Happily Ever After For Queenstown Library




It will continue to serve the community and new generation of readers

By Joanna Seow
[Source:  The Straits Times, 25 July 2014]

Standing two storeys tall, the grey building on Margaret Drive looks old-fashioned with its bow-tie motif and lattice facade.

But this venerable keeper of fairytales and stories of faraway lands has been ahead of times.

Queenstown Public Library - the oldest public library still standing in Singapore - became the first branch to be fully air-conditioned in 1978 and the first to computerise its loan system in 1987.

It also opened the first children's corner and was the first to offer free movie screenings.

Now, the 44-year-old library - which became the country's oldest after the original National Library building at Stamford Road was torn down - will be the first of 26 under the National Library Board (NLB) to be preserved.

The 40th Anniversary of Queenstown Branch Library blog here .
Last month, it was gazetted for conservation under the Urban Redvelopment Authority's Master Plan 2014, as part of the medium-term term physical development of Singapore.

"I'm happy it will still be here.  It ties us to our memories, and that's the purpose of conserving a building," said retired Republic of Singapore Air Force officer Tommy Tan, 51, who lived in nearby Margaret Close as a boy.

Queenstown itself is no stranger to firsts.  It was the nation's first satellite town - nearly 20,000 housing units were built there from 1952 to 1968.

A modern town centre developed in the 1960s and 1970s, across from the library building.  The nation's first neighbourhood shopping centre and sports complex sprang up there.

And in 1970, Queenstown's new branch library was opened by then-Prime Minister Lee Kuan Yew, kicking off a movement to connect heartlanders to reading.

◆ ◆ ◆ ◆ ◆

■ Given problem a
According to the Queenstown library article, in what year was the library the first branch to computerize its loan system?

◆ ◆ ◆ ◆ ◆

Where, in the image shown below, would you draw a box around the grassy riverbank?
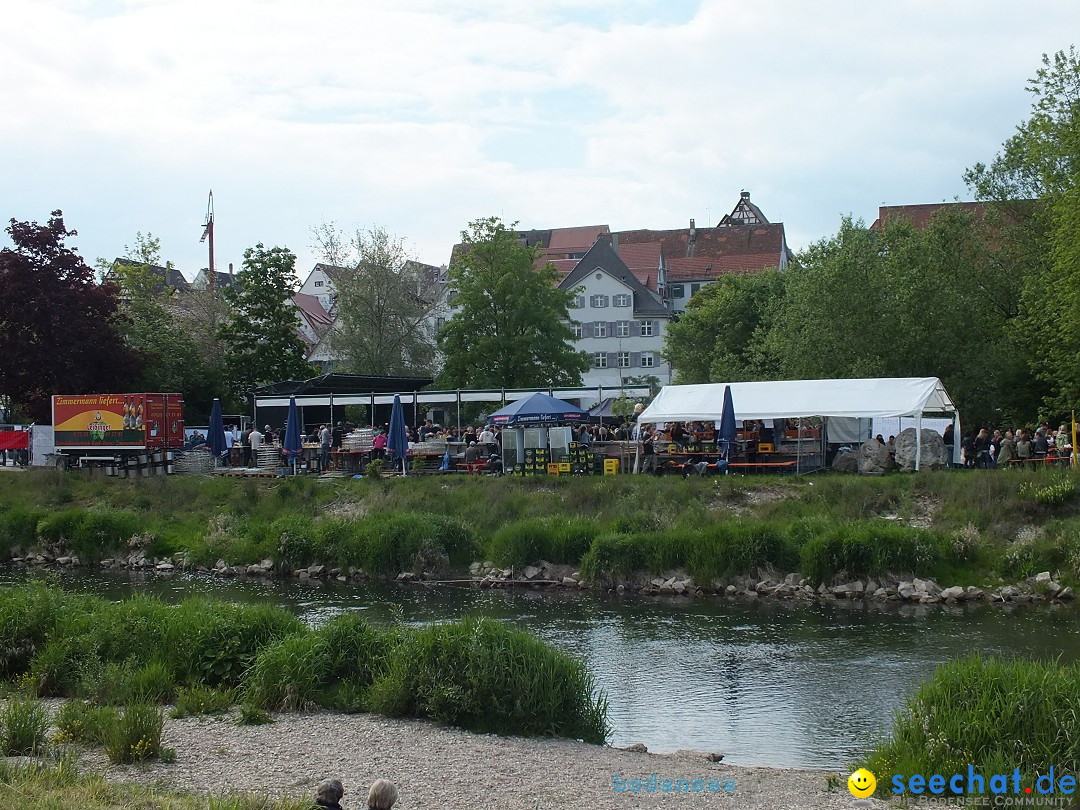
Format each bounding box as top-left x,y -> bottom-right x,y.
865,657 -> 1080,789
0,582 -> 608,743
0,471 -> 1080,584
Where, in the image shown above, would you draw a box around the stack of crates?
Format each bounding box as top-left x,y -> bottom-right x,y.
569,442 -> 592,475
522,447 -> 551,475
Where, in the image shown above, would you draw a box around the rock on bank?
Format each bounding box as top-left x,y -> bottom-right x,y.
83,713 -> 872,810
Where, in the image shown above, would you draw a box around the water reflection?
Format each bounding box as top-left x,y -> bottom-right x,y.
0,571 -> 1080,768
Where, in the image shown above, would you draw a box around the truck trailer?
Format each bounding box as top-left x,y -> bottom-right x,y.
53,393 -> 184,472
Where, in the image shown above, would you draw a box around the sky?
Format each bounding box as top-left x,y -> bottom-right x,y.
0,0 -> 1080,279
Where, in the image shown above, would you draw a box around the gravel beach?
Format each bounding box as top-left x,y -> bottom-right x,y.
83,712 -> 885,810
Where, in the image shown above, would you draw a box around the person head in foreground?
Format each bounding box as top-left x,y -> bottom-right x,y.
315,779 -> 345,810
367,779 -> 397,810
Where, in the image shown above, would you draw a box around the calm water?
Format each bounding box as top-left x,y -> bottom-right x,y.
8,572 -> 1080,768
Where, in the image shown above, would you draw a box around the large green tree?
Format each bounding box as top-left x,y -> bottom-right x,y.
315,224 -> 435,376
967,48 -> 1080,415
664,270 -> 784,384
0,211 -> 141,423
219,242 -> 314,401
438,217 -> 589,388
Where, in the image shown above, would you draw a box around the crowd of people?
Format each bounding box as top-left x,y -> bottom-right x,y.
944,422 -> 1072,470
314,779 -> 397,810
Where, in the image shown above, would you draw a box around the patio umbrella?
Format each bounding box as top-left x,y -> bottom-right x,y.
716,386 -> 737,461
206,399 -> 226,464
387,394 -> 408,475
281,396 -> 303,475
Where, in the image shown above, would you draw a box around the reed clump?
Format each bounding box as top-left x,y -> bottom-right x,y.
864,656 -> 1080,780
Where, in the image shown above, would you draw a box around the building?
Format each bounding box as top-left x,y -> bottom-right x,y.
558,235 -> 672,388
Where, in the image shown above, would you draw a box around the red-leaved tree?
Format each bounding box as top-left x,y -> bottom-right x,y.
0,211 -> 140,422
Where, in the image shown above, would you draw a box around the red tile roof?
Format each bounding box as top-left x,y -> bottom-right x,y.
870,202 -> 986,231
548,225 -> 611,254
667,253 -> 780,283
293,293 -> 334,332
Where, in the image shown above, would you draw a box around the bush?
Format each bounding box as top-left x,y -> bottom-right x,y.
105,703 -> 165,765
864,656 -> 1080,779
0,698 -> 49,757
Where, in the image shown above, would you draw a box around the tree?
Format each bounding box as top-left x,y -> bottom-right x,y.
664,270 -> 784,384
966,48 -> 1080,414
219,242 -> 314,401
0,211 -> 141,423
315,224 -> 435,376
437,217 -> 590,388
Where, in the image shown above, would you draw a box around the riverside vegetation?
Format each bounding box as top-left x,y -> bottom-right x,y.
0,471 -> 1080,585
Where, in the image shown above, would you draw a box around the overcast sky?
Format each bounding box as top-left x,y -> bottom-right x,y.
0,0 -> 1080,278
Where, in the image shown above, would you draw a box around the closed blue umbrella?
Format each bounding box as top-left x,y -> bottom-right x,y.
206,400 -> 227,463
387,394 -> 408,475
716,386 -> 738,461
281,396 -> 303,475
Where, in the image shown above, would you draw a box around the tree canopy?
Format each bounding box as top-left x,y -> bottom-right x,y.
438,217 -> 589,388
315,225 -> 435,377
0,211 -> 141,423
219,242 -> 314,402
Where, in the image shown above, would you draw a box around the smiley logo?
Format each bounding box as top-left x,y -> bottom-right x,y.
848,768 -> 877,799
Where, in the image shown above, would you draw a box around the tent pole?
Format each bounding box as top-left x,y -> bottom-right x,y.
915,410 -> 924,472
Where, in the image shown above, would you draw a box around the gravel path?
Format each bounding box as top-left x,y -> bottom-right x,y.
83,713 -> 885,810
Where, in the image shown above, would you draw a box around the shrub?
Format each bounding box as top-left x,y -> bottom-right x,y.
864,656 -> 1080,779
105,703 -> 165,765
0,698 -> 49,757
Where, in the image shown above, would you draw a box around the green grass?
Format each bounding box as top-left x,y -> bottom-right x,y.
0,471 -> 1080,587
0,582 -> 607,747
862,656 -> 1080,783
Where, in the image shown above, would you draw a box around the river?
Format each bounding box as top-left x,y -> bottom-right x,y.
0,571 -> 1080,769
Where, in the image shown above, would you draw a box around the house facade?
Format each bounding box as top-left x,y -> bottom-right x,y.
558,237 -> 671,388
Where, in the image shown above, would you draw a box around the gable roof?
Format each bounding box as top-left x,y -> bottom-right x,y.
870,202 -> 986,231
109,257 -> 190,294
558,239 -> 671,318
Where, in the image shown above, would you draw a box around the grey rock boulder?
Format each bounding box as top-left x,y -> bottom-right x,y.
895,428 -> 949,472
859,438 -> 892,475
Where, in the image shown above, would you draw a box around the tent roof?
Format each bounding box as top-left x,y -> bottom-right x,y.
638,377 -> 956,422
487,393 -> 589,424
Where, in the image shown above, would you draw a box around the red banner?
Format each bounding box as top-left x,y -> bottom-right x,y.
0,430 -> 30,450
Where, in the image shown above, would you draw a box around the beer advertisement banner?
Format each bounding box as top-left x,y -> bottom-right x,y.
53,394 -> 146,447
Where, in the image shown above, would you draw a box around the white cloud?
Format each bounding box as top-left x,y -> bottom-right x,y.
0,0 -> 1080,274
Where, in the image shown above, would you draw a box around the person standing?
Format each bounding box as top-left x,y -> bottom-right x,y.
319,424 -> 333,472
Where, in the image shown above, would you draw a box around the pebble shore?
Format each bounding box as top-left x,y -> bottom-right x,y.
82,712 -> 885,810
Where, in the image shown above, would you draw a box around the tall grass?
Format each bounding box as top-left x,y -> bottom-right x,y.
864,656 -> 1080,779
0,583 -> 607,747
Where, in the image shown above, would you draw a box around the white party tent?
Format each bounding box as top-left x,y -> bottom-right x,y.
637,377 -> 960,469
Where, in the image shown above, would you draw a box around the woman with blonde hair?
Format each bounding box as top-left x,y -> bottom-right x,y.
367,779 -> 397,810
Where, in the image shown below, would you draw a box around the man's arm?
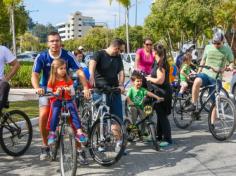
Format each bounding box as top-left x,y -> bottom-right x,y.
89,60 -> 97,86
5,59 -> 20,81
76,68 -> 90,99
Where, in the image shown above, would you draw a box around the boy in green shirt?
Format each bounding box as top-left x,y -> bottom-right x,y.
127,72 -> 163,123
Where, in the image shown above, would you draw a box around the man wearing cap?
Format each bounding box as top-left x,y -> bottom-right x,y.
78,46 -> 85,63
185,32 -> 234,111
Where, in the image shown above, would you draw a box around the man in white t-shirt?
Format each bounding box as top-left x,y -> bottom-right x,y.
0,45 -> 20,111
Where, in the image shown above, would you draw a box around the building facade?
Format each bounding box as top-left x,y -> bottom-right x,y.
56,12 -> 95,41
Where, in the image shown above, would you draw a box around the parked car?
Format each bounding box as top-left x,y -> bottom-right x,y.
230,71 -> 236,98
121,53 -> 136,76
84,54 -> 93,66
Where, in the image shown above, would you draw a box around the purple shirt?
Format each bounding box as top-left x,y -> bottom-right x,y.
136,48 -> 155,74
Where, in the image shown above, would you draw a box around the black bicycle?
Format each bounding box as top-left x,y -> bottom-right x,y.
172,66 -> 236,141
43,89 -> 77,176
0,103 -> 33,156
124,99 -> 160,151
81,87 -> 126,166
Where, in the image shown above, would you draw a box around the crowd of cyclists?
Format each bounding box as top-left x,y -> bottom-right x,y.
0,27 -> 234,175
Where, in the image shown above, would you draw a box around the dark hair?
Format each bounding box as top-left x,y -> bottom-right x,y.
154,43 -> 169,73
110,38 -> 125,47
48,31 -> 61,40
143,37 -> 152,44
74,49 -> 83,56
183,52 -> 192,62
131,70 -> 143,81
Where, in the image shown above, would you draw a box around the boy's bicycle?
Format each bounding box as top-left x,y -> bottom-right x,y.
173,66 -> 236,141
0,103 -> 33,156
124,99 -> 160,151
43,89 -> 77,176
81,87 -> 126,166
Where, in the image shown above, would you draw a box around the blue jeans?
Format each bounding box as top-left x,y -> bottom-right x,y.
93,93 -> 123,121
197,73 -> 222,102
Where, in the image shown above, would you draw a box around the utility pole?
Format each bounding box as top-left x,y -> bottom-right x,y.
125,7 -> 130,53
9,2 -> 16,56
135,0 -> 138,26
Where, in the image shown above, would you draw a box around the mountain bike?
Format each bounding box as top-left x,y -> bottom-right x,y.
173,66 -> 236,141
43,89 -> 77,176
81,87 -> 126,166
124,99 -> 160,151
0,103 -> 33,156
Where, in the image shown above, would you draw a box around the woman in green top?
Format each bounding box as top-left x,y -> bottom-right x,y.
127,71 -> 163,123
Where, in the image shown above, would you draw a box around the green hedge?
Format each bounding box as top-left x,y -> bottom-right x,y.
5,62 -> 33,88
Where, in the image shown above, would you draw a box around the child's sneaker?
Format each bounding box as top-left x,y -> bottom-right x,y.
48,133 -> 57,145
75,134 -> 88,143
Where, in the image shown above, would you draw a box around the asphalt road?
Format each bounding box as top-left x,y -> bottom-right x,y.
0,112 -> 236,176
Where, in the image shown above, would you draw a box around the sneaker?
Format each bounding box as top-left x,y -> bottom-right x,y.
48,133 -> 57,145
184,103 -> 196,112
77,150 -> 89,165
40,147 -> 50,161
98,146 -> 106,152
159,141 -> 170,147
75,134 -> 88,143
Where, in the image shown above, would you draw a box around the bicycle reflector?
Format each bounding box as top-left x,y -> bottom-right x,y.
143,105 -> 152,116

◆ ◆ ◆ ◆ ◆

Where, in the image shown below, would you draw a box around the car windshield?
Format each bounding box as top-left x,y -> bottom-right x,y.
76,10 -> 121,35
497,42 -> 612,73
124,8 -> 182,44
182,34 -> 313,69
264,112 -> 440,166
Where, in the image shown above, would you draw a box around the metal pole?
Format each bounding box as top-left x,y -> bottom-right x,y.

◆ ◆ ◆ ◆ ◆

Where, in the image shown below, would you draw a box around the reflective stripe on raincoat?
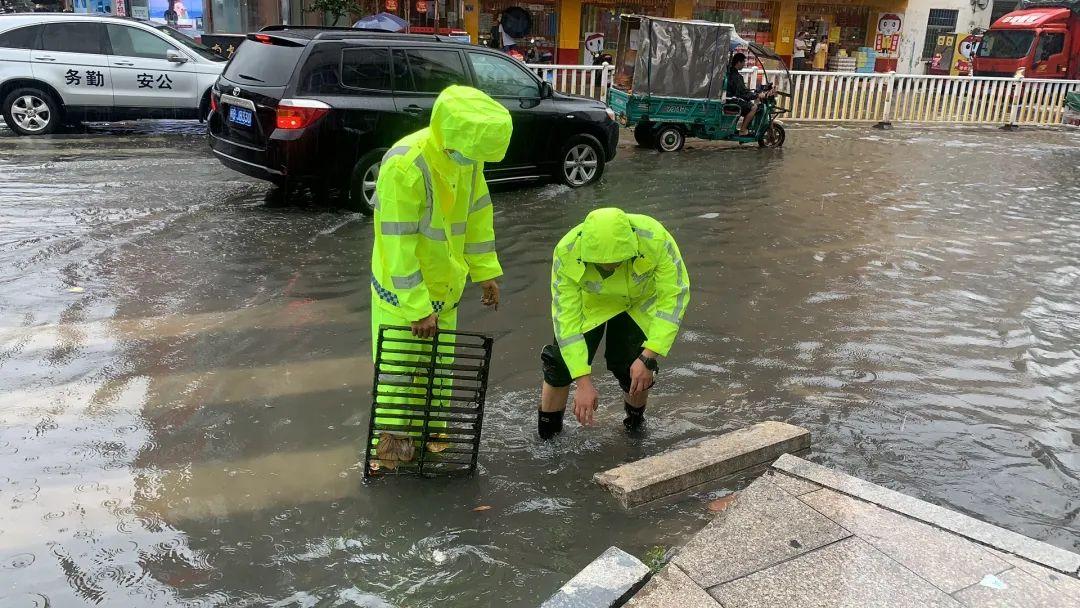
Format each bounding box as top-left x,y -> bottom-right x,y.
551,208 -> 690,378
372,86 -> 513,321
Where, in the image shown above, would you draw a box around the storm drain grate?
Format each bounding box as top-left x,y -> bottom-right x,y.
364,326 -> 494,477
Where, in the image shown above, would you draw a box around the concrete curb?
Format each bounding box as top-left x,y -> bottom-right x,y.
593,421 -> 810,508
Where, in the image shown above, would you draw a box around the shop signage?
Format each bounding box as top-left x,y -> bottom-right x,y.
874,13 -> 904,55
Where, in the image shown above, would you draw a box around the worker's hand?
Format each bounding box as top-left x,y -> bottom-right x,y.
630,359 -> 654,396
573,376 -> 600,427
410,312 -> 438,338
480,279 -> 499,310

◆ ◆ ◆ ◆ ◆

■ Given problem b
In the records, please swap "grassy riverbank" for "muddy riverbank" across the stretch from the line containing "the grassy riverbank?" through the line containing "0,471 -> 1080,584". Return only those lines with nothing else changed, and omit the picture.

■ Exercise response a
1987

■ Exercise response b
Where, in the image shown below, would you draw a box around the muddy riverbank?
Format each bounding box as top-left x,y -> bottom-right x,y.
865,657 -> 1080,789
0,582 -> 608,743
0,471 -> 1080,584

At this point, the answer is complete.